◆ **Brief 1**
In the waveguide passage, what are the three main types of waveguide geometry?
◆ **Brief 2**
Gather every line of the entries that contains the word "pole", treating uppercase and lowercase as different.

Waveguides are not a single type of technology. In fact, there are many different wave-types, e.g. optical, sonic or electromagnetic, which can be guided, and each type requires a completely different waveguide structure.

Without a waveguide, waves propagate in all directions once transmitted. Additionally, waves without a waveguide are bound by the inverse square law. This means that as the waves move away from the source, the intensity becomes inversely proportional to the distance travelled. As waveguides result in no loss in intensity, and as electromagnetic waves propagate so rapidly, they are extremely popular tools for communication technologies.

The geometry of a waveguide is an essential factor for it to perform its designed function. Whilst there are many different geometries used in the construction of waveguides, there are three main types. The first of these is a slab geometry, which confines the energy of the wave to a single transverse dimension. The second and third, are the fiber and strip geometries which both both transmit waves in two transverse directions.

For many waveguides, the frequency of the transmitted wavelength is often the driving factor for the choice of geometry, because the frequency often determines the shape of the waveguide. One key thing for all waveguides, regardless of the geometry, is that the width of the waveguide needs to be of the same order of magnitude as the transmitted wave.

Acoustic Waveguides

Acoustic waveguides are the simplest form of waveguide. They can range from microphones being implemented directly into an instrument, to the string that holds together two cans in primitive communication devices. Most acoustic waveguides are used to transmit audible sound waves, but others have been specifically designed for ultrasonic waves.

Most acoustic waveguides are made of simple materials such as metal or wood, and have a tube like shape. However, sound waves can move in various ways, so the waveguide needs to match the type of wave for each application. Ultrasonic waves, one the other hand, usually take the form of a shear wave, and whilst a simple construction is still possible with ultrasonic waves, the waveguide needs to be designed so that it can propagate a shear wave.

Electromagnetic Waveguides

Electromagnetic waveguides are used for the transmission of microwaves and radio waves. Electromagnetic waves propagate transversely to the direction of the electromagnetic field and can only be directed when there are two conductors. Waveguides for electromagnetic waves can be as simple as a hollow tube, although many are more complicated with structures involving dielectric materials, conductive surfaces or specific geometries to guide the waves.

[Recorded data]
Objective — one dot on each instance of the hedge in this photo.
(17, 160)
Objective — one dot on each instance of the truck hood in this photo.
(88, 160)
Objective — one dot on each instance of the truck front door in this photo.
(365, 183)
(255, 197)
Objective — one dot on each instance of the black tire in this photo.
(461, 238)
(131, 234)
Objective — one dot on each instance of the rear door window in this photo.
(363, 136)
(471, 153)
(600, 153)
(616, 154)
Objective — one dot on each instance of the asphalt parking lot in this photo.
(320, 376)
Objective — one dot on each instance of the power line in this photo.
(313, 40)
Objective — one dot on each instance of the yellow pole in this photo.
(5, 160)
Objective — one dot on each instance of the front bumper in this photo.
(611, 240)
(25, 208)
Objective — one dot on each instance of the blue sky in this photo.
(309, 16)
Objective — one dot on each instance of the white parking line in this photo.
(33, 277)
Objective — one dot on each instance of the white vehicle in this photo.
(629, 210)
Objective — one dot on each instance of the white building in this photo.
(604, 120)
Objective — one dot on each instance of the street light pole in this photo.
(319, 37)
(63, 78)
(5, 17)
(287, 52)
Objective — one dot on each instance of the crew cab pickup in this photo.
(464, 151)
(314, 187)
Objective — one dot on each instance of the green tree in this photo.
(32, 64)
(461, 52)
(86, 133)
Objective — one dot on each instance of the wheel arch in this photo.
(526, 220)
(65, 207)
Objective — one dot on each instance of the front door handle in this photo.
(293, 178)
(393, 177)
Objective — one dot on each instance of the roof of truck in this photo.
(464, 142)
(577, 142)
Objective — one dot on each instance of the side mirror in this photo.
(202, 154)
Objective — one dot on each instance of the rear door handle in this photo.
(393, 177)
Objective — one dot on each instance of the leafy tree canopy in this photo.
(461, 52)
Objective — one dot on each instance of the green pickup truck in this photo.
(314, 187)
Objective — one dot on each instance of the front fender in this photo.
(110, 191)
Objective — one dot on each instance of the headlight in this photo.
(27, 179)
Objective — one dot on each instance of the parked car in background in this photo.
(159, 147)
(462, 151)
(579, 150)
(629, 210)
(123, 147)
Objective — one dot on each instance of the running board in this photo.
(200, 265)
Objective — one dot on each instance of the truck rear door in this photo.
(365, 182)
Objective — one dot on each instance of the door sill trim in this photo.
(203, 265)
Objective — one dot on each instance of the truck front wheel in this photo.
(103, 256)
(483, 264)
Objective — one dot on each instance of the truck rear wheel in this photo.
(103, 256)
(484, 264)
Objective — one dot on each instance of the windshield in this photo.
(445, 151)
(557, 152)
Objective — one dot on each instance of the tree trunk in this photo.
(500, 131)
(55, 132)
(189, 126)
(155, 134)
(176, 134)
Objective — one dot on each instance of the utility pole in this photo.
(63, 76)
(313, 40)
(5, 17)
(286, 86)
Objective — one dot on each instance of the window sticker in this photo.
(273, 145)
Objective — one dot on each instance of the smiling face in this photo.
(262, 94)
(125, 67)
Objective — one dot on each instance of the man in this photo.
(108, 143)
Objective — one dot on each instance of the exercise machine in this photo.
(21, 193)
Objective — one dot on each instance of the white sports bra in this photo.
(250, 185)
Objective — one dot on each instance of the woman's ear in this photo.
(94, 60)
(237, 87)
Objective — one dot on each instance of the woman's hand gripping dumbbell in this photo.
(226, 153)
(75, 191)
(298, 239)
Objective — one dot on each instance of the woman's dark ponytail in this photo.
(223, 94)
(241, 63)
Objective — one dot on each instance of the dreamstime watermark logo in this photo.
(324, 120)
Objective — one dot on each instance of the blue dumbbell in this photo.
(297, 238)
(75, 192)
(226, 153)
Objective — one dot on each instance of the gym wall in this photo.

◆ **Task output 1**
Slab, fiber, and strip geometries.

◆ **Task output 2**
Objective — one dot on each instance of the yellow pole in this photo.
Objective — one dot on each instance of the street light pole in this photo.
Objective — one dot on each instance of the utility pole in this photo.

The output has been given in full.